>> begin Given records

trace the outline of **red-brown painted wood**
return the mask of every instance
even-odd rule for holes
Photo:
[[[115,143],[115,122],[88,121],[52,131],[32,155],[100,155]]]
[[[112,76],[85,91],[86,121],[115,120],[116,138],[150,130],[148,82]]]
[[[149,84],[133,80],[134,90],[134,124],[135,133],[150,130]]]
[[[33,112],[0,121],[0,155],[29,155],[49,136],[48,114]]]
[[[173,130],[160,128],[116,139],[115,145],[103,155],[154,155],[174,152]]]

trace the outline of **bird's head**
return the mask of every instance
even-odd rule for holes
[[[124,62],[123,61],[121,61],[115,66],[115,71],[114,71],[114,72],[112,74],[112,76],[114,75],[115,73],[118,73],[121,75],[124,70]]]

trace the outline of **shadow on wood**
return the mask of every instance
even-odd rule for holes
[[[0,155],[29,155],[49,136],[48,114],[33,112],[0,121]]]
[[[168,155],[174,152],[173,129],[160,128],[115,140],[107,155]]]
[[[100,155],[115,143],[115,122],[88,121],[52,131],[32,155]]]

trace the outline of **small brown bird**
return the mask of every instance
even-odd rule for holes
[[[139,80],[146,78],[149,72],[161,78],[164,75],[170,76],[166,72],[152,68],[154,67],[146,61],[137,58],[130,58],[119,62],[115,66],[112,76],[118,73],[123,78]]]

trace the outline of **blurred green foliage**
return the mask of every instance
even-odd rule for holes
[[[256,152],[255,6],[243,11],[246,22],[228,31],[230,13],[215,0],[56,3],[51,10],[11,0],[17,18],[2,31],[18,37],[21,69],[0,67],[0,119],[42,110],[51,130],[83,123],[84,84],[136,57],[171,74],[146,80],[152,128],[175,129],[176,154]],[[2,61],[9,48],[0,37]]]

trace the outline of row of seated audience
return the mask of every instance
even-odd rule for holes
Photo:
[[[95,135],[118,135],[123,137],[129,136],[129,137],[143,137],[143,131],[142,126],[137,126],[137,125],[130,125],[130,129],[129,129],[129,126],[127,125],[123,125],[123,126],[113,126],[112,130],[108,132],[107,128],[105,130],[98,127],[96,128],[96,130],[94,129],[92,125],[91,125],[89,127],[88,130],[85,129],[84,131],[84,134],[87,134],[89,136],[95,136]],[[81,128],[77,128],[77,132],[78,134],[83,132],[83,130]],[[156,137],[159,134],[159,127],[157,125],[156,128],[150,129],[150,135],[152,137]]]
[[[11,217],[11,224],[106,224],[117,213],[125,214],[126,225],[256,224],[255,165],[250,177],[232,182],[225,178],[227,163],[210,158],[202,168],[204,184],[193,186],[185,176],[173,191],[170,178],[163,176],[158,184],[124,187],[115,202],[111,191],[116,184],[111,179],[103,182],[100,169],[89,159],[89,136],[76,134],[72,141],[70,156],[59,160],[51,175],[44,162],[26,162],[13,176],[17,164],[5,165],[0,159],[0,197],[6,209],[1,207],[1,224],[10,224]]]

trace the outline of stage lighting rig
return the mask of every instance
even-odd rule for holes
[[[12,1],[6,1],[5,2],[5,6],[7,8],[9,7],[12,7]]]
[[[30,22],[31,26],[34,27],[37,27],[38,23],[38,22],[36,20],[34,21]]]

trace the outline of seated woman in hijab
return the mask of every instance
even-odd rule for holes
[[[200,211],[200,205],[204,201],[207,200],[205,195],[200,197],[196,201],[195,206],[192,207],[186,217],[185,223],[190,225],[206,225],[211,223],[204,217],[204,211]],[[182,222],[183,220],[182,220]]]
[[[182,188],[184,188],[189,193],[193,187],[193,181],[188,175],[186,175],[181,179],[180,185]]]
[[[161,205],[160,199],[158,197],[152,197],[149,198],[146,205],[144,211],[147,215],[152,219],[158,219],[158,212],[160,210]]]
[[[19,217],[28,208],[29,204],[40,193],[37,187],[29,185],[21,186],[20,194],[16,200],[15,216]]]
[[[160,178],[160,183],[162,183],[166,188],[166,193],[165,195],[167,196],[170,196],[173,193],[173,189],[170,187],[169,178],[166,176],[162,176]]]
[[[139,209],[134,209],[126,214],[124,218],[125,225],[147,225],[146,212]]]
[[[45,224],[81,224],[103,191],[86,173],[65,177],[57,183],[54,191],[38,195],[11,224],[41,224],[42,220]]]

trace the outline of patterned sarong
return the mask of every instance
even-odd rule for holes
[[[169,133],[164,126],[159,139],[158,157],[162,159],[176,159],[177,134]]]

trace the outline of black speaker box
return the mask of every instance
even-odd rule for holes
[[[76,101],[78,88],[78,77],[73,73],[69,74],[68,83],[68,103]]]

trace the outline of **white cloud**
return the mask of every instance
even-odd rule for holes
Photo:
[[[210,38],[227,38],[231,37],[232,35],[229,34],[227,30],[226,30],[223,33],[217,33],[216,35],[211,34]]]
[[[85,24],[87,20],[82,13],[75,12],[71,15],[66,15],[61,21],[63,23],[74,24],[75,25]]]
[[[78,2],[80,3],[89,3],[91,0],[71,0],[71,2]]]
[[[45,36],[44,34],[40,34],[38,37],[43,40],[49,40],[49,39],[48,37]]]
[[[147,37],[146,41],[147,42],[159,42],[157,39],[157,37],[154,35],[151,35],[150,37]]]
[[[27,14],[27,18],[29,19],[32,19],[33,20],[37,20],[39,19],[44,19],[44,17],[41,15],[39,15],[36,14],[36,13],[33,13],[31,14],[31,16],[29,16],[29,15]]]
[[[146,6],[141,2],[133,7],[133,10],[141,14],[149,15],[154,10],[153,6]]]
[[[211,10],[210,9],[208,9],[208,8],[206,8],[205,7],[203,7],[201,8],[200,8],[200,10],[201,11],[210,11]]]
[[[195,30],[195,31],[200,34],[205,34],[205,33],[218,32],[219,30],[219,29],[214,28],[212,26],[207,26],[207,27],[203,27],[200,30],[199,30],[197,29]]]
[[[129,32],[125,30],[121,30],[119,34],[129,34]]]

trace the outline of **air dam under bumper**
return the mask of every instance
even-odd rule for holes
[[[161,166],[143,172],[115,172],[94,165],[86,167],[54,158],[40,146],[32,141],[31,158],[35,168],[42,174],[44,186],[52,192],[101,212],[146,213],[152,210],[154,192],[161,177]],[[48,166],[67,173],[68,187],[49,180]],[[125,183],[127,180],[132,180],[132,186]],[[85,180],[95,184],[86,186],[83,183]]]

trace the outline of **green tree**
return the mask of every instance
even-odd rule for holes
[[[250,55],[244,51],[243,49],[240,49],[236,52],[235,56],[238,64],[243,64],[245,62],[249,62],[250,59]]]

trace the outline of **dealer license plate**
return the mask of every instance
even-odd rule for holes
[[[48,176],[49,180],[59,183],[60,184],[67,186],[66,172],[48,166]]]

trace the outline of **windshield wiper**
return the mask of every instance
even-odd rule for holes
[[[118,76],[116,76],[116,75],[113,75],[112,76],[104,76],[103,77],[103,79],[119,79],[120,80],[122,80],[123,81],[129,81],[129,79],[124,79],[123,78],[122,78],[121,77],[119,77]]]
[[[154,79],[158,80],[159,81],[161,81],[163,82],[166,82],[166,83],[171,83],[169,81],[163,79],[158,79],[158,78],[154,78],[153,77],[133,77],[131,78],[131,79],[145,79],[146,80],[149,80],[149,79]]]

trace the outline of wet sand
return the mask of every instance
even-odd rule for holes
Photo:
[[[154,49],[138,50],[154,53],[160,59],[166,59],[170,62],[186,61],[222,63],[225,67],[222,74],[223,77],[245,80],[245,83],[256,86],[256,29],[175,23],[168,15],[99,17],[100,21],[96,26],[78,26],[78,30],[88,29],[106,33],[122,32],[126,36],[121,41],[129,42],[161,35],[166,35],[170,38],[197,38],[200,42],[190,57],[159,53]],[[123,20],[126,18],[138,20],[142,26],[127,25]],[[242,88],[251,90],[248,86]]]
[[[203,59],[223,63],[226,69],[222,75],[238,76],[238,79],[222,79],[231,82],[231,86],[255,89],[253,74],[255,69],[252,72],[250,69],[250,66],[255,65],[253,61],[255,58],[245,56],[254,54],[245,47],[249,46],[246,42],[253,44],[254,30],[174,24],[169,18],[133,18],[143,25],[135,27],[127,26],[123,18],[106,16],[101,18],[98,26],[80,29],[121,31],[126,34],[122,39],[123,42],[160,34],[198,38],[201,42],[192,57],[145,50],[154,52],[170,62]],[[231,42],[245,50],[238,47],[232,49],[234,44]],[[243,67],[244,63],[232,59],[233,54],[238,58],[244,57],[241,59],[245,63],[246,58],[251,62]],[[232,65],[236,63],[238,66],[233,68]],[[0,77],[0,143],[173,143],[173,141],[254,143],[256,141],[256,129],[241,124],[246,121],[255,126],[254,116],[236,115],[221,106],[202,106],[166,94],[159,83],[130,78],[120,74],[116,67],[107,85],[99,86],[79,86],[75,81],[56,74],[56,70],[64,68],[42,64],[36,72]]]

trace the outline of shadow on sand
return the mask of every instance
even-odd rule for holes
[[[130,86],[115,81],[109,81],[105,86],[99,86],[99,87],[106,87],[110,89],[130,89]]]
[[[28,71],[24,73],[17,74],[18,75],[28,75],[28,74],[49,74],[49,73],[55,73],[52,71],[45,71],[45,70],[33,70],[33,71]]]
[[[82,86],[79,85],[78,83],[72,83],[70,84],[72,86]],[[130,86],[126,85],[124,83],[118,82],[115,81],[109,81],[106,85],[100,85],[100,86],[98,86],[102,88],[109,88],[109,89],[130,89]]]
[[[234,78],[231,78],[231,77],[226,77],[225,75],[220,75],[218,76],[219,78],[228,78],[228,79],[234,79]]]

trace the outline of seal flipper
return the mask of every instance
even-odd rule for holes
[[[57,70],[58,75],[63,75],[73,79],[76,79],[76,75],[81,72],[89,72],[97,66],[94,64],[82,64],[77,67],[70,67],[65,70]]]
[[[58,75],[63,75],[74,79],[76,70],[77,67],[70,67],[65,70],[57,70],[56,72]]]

>> end Given records

Exercise aim:
Each line from the one containing "trace the outline of seal flipper" to the end of the records should be echoed exactly, and no other line.

Exercise answer:
trace the outline of seal flipper
return the mask of every instance
even-odd rule for holes
[[[57,70],[58,75],[63,75],[73,79],[76,79],[76,75],[81,72],[89,72],[97,66],[94,64],[82,64],[77,67],[70,67],[65,70]]]
[[[58,75],[63,75],[74,79],[76,70],[77,67],[70,67],[65,70],[57,70],[56,72]]]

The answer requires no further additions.